Lines of the records that hold the word "below" are to be counted; give the number and nothing more.

--------------------------------------------------

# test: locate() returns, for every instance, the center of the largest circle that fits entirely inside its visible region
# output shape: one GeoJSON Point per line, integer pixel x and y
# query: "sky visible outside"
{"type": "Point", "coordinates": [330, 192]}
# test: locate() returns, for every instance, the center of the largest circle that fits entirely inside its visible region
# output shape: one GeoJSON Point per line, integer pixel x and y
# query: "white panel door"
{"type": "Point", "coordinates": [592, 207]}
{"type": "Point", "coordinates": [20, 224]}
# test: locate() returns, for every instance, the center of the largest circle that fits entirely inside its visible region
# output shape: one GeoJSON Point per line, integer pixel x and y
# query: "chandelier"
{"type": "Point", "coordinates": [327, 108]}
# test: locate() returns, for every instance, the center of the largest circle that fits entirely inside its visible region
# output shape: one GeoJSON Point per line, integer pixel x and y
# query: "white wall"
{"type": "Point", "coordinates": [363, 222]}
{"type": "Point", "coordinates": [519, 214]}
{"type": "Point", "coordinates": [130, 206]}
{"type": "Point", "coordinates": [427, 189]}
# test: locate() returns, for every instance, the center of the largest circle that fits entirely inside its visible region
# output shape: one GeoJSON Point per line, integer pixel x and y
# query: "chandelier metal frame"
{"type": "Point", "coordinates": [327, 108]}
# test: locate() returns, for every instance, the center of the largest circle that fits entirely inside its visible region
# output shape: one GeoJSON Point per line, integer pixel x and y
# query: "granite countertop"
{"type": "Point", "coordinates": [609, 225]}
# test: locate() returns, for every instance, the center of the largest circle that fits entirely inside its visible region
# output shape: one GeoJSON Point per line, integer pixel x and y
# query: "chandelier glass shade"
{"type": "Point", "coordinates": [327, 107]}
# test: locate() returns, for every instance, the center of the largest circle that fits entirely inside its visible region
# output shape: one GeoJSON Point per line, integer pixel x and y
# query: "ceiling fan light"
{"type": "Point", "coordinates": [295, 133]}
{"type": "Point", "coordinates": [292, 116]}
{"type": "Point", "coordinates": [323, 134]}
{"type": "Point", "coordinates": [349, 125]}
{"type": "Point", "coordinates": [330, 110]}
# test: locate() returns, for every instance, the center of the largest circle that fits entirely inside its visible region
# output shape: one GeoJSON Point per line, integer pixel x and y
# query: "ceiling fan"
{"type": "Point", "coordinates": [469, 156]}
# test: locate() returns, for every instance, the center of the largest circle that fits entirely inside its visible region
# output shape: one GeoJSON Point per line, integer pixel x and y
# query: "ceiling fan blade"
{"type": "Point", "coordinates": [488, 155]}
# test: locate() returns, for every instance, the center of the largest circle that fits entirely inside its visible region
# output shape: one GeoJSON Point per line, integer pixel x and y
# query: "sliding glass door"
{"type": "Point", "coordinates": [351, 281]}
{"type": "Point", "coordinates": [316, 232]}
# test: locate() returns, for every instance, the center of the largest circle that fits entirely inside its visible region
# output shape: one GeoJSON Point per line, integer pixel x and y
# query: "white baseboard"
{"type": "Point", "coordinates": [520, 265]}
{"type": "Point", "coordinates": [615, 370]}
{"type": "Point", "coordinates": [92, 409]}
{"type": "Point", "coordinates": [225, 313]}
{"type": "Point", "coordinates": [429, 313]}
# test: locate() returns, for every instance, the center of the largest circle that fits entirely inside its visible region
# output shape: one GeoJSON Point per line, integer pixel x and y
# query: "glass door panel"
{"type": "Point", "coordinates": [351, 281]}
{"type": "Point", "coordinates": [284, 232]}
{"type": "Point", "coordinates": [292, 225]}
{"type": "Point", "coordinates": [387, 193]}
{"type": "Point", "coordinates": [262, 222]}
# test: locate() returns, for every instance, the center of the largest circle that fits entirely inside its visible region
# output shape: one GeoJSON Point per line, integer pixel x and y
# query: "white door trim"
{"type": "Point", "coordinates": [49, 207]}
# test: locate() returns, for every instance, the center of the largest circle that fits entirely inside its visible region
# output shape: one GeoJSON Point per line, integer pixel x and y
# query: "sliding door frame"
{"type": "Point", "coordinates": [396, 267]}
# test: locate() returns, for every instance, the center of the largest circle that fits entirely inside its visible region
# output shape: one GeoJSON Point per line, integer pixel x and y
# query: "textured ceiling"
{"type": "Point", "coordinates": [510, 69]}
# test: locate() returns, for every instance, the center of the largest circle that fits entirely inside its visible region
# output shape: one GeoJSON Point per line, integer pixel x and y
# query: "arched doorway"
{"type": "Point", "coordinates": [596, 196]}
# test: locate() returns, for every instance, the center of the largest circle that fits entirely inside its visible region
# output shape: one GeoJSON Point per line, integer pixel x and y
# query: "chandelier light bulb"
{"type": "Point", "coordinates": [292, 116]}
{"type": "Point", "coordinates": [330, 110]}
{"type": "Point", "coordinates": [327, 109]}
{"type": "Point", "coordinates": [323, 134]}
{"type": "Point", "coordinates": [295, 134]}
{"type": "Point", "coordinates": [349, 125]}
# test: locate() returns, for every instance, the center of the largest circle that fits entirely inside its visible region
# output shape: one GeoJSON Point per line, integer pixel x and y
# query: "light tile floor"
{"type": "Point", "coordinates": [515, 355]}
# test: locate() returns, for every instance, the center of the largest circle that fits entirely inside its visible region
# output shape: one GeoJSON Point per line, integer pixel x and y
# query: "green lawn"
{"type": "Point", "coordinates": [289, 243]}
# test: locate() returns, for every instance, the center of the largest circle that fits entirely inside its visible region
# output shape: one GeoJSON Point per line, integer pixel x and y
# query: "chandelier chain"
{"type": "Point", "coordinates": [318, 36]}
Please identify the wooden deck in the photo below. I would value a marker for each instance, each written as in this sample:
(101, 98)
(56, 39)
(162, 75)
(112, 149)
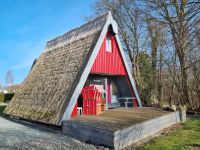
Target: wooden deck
(121, 127)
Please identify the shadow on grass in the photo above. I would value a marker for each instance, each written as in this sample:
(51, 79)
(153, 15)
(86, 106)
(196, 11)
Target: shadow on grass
(194, 145)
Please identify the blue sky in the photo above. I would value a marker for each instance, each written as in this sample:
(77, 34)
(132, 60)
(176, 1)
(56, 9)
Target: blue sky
(26, 25)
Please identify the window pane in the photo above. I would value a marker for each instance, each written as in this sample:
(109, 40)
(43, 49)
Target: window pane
(108, 45)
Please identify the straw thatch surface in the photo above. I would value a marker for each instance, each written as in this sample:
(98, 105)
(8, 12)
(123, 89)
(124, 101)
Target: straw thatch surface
(46, 91)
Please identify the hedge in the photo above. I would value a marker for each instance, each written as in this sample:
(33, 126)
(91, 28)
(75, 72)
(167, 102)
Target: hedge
(6, 97)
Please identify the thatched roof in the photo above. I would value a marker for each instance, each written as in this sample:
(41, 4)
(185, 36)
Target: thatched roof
(46, 92)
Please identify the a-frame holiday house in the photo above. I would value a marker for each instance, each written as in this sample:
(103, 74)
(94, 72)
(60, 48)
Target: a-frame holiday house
(88, 59)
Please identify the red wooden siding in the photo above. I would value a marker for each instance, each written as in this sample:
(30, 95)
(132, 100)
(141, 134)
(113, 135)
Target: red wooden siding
(109, 62)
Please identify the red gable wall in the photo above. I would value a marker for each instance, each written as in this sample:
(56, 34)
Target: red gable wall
(109, 62)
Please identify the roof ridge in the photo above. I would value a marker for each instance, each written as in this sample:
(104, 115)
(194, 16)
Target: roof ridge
(78, 32)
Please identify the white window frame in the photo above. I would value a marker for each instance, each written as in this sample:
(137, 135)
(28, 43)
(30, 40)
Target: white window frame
(108, 44)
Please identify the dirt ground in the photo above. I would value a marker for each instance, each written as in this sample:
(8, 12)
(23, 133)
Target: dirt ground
(15, 136)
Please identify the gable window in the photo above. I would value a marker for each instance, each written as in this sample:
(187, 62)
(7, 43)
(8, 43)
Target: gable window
(108, 45)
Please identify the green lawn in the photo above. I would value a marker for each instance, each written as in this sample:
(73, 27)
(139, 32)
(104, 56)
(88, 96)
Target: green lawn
(187, 138)
(2, 109)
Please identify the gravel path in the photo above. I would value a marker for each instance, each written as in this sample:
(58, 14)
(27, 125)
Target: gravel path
(17, 136)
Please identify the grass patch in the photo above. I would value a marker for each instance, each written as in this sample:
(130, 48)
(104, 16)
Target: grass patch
(187, 138)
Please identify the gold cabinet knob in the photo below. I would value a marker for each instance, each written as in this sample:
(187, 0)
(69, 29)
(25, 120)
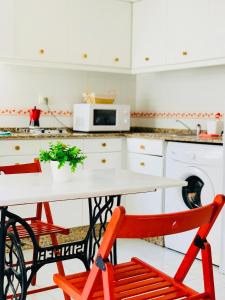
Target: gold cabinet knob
(42, 51)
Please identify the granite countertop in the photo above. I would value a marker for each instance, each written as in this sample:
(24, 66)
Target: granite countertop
(159, 134)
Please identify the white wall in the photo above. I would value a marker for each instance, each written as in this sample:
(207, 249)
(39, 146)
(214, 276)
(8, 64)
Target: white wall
(191, 90)
(21, 86)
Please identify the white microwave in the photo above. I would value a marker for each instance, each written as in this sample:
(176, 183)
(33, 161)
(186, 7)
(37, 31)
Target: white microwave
(101, 117)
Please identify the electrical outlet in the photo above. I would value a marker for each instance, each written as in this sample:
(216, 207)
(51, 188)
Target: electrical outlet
(43, 100)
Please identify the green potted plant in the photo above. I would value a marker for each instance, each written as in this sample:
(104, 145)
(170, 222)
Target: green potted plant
(63, 159)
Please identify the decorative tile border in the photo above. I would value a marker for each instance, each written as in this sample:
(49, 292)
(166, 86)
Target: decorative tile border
(25, 112)
(135, 114)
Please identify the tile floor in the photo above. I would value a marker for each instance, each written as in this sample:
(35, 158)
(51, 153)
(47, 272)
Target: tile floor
(162, 258)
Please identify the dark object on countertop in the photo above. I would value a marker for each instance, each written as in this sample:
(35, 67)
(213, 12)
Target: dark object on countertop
(34, 117)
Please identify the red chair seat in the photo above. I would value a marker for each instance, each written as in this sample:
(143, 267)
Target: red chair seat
(137, 280)
(133, 280)
(40, 228)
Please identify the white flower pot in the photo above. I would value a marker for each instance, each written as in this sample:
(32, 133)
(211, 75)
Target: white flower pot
(63, 174)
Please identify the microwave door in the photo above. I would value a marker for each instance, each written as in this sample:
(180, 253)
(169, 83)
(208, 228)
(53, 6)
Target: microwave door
(104, 119)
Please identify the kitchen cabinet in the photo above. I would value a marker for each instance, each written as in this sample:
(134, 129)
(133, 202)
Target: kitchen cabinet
(80, 32)
(41, 30)
(7, 25)
(217, 28)
(150, 162)
(149, 36)
(187, 31)
(100, 33)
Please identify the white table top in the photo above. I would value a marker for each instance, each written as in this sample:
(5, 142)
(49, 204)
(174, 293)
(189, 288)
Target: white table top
(39, 187)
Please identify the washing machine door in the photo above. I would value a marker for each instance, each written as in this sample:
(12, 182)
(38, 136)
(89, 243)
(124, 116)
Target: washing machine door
(199, 191)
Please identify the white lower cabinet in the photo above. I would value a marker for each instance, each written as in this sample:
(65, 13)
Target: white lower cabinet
(146, 203)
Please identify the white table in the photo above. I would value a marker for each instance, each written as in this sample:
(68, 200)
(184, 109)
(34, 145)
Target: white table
(103, 188)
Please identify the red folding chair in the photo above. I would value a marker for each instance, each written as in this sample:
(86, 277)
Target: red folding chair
(136, 279)
(38, 226)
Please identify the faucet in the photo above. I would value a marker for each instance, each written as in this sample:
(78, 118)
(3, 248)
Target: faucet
(185, 125)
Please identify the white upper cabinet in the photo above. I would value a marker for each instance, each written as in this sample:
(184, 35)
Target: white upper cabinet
(100, 33)
(217, 28)
(7, 26)
(112, 35)
(41, 29)
(149, 24)
(187, 30)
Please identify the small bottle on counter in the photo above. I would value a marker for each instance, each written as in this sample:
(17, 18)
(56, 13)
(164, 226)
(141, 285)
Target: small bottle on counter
(198, 129)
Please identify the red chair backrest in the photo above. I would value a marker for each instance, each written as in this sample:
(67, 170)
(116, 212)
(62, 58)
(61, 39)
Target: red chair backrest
(132, 226)
(34, 167)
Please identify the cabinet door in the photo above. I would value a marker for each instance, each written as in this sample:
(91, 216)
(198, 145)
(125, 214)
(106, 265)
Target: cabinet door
(41, 29)
(217, 28)
(7, 28)
(145, 203)
(100, 32)
(115, 45)
(149, 21)
(187, 35)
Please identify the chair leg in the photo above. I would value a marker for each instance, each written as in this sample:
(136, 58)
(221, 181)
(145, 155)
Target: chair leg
(208, 271)
(55, 243)
(34, 279)
(107, 278)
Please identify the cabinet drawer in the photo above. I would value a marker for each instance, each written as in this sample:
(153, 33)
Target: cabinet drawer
(145, 146)
(145, 164)
(102, 145)
(19, 147)
(103, 161)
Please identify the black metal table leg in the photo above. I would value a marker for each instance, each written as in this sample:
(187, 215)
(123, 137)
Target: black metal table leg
(100, 212)
(13, 279)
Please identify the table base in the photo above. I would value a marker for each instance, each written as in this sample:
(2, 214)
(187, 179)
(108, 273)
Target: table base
(16, 275)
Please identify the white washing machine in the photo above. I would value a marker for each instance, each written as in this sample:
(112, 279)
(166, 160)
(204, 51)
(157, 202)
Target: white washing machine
(201, 166)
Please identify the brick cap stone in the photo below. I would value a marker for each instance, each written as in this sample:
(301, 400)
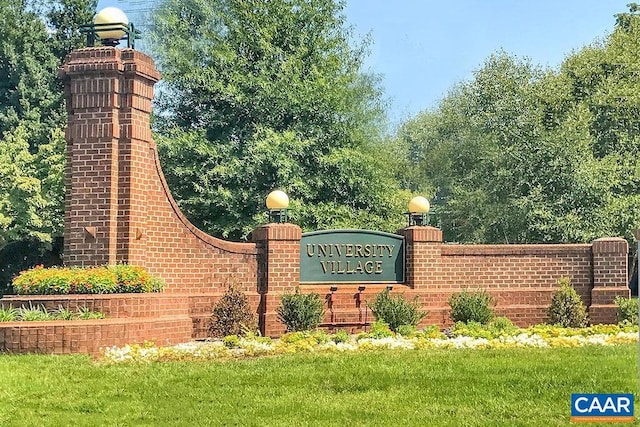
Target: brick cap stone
(273, 231)
(417, 233)
(109, 59)
(608, 245)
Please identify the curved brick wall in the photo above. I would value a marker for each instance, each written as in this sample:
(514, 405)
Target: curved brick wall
(118, 209)
(118, 206)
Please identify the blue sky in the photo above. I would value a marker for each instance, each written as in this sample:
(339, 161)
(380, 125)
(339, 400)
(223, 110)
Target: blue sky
(422, 48)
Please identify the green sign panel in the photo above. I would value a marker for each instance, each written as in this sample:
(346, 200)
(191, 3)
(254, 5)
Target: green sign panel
(359, 256)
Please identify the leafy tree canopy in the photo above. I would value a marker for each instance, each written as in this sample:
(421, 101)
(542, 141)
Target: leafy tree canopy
(37, 35)
(525, 154)
(259, 95)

--------------------------------------------------

__EXERCISE RESPONSE__
3